● Source extract:
⁂
Tony shouted, “Stop! Stop!” But before they could process his instructions, they gave the cabinet one more big heave, which smashed out the stairwell window. This was too much for me to handle with grace. While Tony turns angry in the face of excessive stress, I often start laughing hysterically. (Ask my dad to tell the story of his newly painted garage and my newly acquired driver’s license.) So I started to laugh and shriek. “They BROKE the freakin’ window!” I howled. Tony was bellowing and dropping f-bombs, but the delivery men didn’t seem to understand and continued their pillage up our stairs.

At the doorway to our foyer, they could have turned the cabinet upright and inched it into the living room. Instead, they kept it on its side and, like a battering ram, pounded it into the entrance wall repeatedly, gouging out chunks of plaster and molding, ripping the doorbell off its mounting, and breaking a foot off the cabinet. When one of the men handed Tony the foot, I thought my husband’s head would explode.
⁂
● Extracted material:
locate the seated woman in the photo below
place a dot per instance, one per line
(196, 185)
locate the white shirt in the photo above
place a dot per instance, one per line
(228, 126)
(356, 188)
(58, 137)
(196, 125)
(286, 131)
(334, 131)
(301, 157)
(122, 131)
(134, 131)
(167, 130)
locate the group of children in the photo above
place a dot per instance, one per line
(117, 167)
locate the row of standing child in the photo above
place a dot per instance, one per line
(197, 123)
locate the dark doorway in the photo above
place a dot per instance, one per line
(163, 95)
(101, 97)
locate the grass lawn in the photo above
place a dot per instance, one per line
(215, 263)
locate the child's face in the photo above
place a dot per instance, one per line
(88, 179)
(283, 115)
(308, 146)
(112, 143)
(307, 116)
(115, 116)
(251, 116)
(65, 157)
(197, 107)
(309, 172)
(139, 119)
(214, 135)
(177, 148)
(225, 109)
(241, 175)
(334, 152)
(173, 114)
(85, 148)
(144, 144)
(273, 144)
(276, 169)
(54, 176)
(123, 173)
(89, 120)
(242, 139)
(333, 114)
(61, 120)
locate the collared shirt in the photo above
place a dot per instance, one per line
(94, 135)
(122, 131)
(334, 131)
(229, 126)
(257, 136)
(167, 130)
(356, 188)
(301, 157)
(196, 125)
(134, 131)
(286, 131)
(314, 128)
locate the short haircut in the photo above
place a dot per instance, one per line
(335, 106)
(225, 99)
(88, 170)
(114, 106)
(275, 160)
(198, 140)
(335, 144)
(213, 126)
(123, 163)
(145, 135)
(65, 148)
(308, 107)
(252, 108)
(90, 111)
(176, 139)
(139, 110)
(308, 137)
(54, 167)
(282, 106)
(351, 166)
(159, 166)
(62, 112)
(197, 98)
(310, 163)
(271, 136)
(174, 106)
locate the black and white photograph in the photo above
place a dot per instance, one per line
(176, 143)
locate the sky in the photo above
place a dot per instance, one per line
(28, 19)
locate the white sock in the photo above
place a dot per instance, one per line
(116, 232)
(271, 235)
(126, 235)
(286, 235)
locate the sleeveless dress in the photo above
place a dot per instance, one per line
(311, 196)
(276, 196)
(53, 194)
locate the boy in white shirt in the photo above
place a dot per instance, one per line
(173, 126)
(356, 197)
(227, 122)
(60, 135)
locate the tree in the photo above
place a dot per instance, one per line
⁂
● Task item A: List everything the delivery men damaged or broke in the cabinet delivery story.
● Task item B: Revise the cabinet delivery story from "At the doorway" to "head would explode.", replacing "cabinet" with "armoire".
● Task item C: Write what comes next in the cabinet delivery story, picking up after its last sentence.

● Answer section A:
- The stairwell window
- Plaster on the entrance wall
- Molding
- The doorbell, ripped off its mounting
- A foot of the cabinet

● Answer section B:
At the doorway to our foyer, they could have turned the armoire upright and inched it into the living room. Instead, they kept it on its side and, like a battering ram, pounded it into the entrance wall repeatedly, gouging out chunks of plaster and molding, ripping the doorbell off its mounting, and breaking a foot off the armoire. When one of the men handed Tony the foot, I thought my husband’s head would explode.

● Answer section C:
I stopped laughing and quickly dialed Jagdish, the owner of Gujarat Haveli. As I explained the situation, Tony hollered in the background, “It’s like a car full of clowns tried to carry our cabinet up the stairs!”

Jagdish agreed to come immediately to see the damage. Tony admonished the delivery men and told them not to go anywhere until Jagdish arrived, but they made a break for it when we weren’t paying attention. When Jagdish got to our home, I started laughing again. Honestly, I didn’t even know what to say. Tony and I pointed out the damage in our stairwell and in our foyer. We showed him the broken cabinet. He shook his head and looked dismayed. He expressed frustration with his employees. He offered to fix the window and instructed a workman to reattach the cabinet’s broken foot, but otherwise he made no attempt to compensate us.

We had expected him to gush with apologies and perhaps even offer a token gift from his showroom or a discount on our cabinet. That didn’t happen. Jagdish kept asking, “Madam, what do you want? What would make you happy?” I honestly didn’t know. We still owed him about half the cost of the cabinet, but we weren’t ready to hand over the cash. We told him we needed to think about it. On his way out the door, he turned back and said, “You know, such things happen. You could be out driving your car and someone hits you.”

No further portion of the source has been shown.